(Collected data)
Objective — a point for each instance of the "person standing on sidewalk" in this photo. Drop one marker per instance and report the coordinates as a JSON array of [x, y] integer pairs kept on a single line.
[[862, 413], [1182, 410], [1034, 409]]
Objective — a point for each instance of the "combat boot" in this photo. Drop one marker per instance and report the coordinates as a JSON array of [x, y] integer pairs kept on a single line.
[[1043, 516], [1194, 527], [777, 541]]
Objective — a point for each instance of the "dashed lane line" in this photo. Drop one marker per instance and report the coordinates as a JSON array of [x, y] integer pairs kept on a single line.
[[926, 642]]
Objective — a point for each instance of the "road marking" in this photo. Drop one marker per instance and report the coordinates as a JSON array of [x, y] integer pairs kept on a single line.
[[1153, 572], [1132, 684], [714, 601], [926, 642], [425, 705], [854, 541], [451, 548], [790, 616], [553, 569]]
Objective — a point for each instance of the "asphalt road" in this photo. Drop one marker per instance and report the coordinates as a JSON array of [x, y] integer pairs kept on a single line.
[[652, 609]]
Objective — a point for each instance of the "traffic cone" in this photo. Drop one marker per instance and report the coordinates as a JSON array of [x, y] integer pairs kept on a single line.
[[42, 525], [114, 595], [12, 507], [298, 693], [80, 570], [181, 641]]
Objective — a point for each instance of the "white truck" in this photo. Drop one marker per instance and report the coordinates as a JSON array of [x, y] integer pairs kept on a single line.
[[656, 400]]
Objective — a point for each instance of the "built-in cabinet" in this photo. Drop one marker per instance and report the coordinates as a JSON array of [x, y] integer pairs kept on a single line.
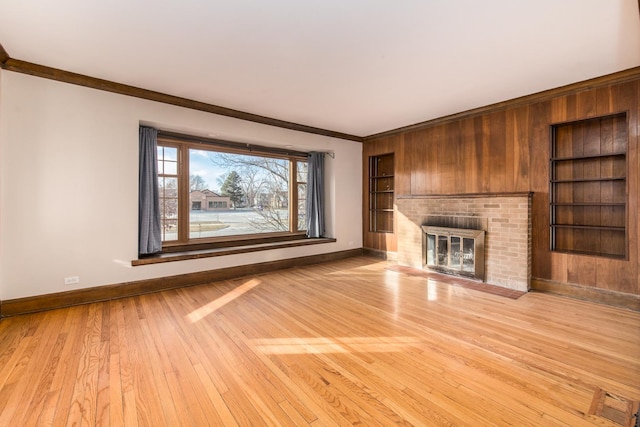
[[596, 220], [381, 193], [588, 186]]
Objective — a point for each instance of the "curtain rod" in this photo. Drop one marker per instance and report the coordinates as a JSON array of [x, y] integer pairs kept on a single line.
[[238, 145]]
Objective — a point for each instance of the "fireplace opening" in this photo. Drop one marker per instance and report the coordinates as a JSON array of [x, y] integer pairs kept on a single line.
[[457, 251]]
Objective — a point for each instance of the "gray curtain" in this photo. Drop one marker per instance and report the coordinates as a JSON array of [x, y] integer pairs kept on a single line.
[[315, 195], [149, 235]]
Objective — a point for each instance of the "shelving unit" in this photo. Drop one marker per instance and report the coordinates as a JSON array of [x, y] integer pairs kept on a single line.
[[588, 196], [381, 193]]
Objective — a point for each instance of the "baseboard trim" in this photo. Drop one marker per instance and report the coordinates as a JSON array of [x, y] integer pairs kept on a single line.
[[18, 306], [603, 296]]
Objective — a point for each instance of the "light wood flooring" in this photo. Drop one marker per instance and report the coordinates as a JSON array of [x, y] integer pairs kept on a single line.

- [Work item] Exact copy, no pictures: return the entries word for word.

- [Completed exercise]
Objective — a point for each instance of the "person standing on sidewalk" in this photo. Drop one marker per instance and report the coordinates as a JSON array of [x, y] integer pairs kept on a single line.
[[862, 413], [1182, 410], [1034, 409]]
Objective — a point for each instance of the "combat boot" in this photo. Drop one marker per instance and report the coordinates as a JSON array of [x, y] integer pairs kept on a single line.
[[1043, 516], [1194, 527], [777, 541]]
Objective — a point for each instance of the "dashed lane line" in this photo. Drop one marker per instance and report the coordinates as a JSON array of [x, y] integer pairs kept on a single line.
[[926, 642]]
Objective — a point for each instance of the "road marking" in this photo. Drop one marker per instance and report the coordinates as a JSON array of [x, y] integer pairs kept on a single line.
[[1153, 572], [1132, 684], [714, 601], [926, 642], [425, 705], [854, 541], [451, 548], [790, 616], [553, 569]]
Objective — a point for each instance of the "asphalt road" in this photo. Drop one marker per instance and report the coordinates as a JSON array of [x, y] integer pairs kept on a single line.
[[652, 609]]
Objective — a point for each instance of the "traffic cone" in this photo. Drop one marker per instance and report the coordinates as a JSON array of [x, y] integer pairs kept on a single line.
[[42, 525], [114, 595], [12, 507], [298, 693], [80, 570], [181, 641]]
Objective — a point for each instance of the "white truck" in this photo. Drop one marker per instance and report the coordinates as a JSON array of [x, y] integer pairs kept on a single line.
[[656, 400]]
Objective — a point for each instance of the "built-in cabinet" in this photo. Drop one marker per instance and report the coordinates as a JSON array of [x, y] integer pairs kept on a single line.
[[596, 220], [381, 193], [588, 186]]
Objective — a point for each instance of the "curtain rod" in this photo. Drop one marker per instance and report the coordinates as a JSON array of [x, y] integer pairs kept on a single line.
[[238, 145]]
Objective — a point for each instance of the "fireplace opening" in this photo. Drop one marker per instance and report the coordinates as a JSON array of [x, y] integer pairs kept on a single line.
[[457, 251]]
Objective — a point for each instance of the "gray curtain" in this photo. Drop one marker per instance and report the coordinates as a JSON array of [x, y] integer pairs kept on a single line.
[[315, 195], [149, 235]]
Objective — a point for each instance of the "shelving unit" in this photo. Drop one marker per instance and report the coordinates as a JSON array of [x, y] integer pairs kept on a single line.
[[588, 196], [381, 193]]
Objective — a point for each instance of the "baseboard trim" in this photo. Drop one marker per instance and report the coordinates as a JSON array of [x, y] integer pairs kept on a single line.
[[18, 306], [603, 296]]
Objective — a point for each instance of the "light wood flooring" in this photo. Drop one marker per instance and report the coordinates as a JSON array of [x, y] integer pairs kept on a single line.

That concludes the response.